ASSIGNMENT ▸ Retype, word for word, every line of the records below starting at the one that contains "positive clicks: (668, 451)" and ending at the one that contains "positive clicks: (767, 226)"; include both of those lines and nothing more.

ENTRIES SUPPLIED ▸
______________________________
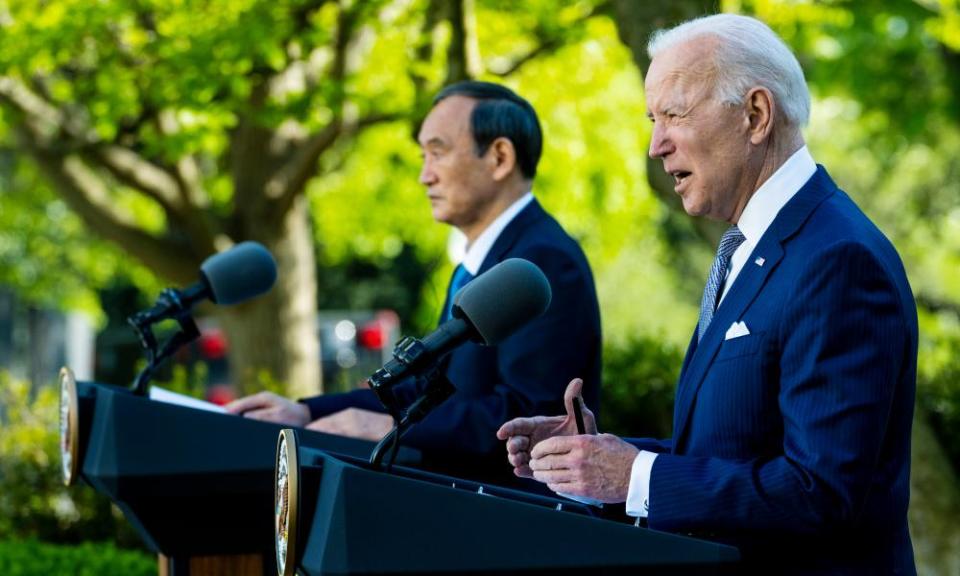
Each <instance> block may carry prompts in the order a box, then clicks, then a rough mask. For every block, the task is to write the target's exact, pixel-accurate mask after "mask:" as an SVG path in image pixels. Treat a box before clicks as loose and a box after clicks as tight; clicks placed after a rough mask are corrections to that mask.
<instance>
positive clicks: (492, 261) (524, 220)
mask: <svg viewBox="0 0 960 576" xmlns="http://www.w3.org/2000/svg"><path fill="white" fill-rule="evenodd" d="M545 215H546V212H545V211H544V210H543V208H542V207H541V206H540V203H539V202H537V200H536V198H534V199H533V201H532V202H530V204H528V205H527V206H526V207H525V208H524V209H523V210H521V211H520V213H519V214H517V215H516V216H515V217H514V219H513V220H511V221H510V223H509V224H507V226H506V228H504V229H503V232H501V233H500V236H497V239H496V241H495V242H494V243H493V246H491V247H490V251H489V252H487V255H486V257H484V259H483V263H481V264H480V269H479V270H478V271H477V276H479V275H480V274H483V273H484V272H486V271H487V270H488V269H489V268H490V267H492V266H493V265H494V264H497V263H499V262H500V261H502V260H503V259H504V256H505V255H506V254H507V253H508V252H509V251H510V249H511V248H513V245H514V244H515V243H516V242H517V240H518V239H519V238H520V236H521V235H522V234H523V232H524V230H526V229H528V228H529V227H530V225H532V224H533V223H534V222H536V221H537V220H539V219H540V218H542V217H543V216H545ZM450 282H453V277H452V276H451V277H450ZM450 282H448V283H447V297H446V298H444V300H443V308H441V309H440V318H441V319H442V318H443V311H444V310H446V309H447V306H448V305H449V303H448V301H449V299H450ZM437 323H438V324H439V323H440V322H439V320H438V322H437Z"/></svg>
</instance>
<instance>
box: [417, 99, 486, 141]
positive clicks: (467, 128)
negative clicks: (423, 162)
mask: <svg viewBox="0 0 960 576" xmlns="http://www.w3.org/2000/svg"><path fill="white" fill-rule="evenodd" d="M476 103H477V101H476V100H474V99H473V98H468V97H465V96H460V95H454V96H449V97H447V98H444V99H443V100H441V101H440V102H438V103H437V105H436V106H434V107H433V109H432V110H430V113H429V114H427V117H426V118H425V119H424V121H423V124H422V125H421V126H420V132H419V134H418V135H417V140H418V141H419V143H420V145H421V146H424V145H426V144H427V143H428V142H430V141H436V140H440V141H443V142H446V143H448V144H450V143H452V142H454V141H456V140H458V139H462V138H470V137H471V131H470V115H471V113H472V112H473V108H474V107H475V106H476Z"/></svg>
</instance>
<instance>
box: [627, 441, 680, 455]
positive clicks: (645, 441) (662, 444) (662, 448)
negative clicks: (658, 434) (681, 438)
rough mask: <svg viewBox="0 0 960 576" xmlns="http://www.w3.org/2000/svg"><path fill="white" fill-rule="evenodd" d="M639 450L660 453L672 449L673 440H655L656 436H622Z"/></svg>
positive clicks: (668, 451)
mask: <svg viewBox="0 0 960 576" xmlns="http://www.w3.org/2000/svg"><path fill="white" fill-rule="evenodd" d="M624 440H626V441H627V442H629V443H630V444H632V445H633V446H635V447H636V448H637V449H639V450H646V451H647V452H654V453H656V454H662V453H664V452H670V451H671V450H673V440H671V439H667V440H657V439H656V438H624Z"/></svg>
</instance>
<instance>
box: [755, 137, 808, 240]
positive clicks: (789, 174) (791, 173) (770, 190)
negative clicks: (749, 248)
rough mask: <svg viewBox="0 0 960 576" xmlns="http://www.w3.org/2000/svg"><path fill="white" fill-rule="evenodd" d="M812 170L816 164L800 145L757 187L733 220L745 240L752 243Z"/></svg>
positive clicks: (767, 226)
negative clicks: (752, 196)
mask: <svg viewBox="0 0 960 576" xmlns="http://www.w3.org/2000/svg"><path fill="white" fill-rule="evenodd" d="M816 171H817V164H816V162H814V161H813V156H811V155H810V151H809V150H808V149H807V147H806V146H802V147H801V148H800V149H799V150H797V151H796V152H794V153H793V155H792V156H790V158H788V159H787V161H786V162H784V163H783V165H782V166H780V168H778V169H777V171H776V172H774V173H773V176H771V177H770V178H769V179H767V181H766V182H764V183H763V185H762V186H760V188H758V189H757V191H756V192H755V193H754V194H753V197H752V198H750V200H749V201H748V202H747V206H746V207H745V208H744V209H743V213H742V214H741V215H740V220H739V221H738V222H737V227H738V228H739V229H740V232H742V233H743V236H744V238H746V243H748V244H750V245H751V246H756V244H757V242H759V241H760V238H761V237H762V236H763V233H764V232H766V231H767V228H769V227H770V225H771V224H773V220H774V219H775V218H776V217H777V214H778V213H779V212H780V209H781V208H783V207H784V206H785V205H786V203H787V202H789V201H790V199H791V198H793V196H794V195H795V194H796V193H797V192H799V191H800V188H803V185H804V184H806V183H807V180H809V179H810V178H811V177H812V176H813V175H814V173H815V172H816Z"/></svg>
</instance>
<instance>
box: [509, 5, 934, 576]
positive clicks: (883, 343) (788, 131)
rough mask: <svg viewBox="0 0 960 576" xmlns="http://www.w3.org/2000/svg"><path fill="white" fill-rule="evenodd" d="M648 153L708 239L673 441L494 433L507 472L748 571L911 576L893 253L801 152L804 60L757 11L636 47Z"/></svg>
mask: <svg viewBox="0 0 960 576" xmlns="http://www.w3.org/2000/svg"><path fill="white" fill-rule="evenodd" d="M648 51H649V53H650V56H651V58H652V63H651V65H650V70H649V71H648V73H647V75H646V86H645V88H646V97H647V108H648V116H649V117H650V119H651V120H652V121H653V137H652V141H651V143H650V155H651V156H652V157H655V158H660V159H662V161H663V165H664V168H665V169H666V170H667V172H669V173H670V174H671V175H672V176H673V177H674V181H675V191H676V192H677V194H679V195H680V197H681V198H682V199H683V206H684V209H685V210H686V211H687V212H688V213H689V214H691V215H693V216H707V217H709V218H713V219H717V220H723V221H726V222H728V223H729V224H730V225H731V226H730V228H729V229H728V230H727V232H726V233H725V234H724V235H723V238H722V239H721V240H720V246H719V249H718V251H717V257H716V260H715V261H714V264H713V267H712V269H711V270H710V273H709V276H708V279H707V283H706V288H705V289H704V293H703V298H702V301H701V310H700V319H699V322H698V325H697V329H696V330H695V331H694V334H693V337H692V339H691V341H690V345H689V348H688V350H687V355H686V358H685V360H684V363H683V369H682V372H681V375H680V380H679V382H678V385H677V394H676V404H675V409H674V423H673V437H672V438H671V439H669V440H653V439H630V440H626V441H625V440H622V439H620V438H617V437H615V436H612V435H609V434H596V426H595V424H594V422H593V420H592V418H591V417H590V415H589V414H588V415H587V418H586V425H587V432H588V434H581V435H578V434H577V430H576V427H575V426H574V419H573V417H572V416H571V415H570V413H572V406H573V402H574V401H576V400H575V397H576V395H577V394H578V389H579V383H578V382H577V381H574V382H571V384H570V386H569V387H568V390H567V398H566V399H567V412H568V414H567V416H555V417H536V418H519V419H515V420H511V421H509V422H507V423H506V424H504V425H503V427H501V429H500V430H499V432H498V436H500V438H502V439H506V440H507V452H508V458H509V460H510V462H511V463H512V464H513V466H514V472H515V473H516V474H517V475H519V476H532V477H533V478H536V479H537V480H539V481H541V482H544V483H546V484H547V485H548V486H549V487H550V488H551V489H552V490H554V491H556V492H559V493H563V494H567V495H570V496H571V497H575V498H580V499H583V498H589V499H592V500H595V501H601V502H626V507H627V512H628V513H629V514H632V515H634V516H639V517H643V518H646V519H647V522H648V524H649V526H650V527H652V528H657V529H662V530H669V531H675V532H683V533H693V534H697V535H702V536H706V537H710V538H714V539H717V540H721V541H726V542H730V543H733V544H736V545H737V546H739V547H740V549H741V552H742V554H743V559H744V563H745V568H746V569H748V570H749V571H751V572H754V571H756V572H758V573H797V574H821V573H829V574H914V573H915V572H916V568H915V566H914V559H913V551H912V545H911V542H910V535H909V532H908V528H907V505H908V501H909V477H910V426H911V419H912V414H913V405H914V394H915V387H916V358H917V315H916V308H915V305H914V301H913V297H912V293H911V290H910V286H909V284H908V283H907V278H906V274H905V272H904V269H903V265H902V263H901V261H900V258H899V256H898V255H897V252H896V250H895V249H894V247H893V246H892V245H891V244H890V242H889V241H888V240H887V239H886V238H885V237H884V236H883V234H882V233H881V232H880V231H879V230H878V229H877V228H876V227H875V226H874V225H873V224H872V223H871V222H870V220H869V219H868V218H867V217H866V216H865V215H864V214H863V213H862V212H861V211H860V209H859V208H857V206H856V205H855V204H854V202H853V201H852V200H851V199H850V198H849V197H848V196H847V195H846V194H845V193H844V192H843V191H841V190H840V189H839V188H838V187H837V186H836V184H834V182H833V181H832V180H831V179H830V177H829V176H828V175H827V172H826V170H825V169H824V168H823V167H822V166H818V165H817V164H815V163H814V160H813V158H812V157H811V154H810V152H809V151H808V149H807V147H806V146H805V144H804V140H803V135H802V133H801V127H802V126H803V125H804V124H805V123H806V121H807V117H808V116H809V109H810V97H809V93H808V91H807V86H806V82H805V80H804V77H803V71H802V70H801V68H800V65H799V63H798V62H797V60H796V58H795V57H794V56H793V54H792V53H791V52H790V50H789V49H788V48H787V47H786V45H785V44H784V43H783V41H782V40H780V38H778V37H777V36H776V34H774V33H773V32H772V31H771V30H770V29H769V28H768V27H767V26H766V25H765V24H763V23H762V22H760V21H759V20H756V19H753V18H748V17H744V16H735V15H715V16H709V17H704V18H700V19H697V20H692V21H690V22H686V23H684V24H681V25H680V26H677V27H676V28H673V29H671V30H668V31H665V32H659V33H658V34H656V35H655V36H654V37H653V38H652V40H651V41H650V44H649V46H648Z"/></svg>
______________________________
EXERCISE OUTPUT ▸
positive clicks: (668, 451)
mask: <svg viewBox="0 0 960 576" xmlns="http://www.w3.org/2000/svg"><path fill="white" fill-rule="evenodd" d="M624 440H626V441H627V442H629V443H630V444H632V445H633V446H635V447H636V448H637V449H639V450H646V451H647V452H654V453H656V454H662V453H664V452H670V451H671V450H673V440H671V439H667V440H657V439H656V438H624Z"/></svg>
</instance>
<instance>
box: [755, 137, 808, 240]
positive clicks: (789, 174) (791, 173) (770, 190)
negative clicks: (749, 248)
rough mask: <svg viewBox="0 0 960 576" xmlns="http://www.w3.org/2000/svg"><path fill="white" fill-rule="evenodd" d="M812 170L816 164L800 145L757 187L733 220L745 240L752 243Z"/></svg>
positive clicks: (767, 226)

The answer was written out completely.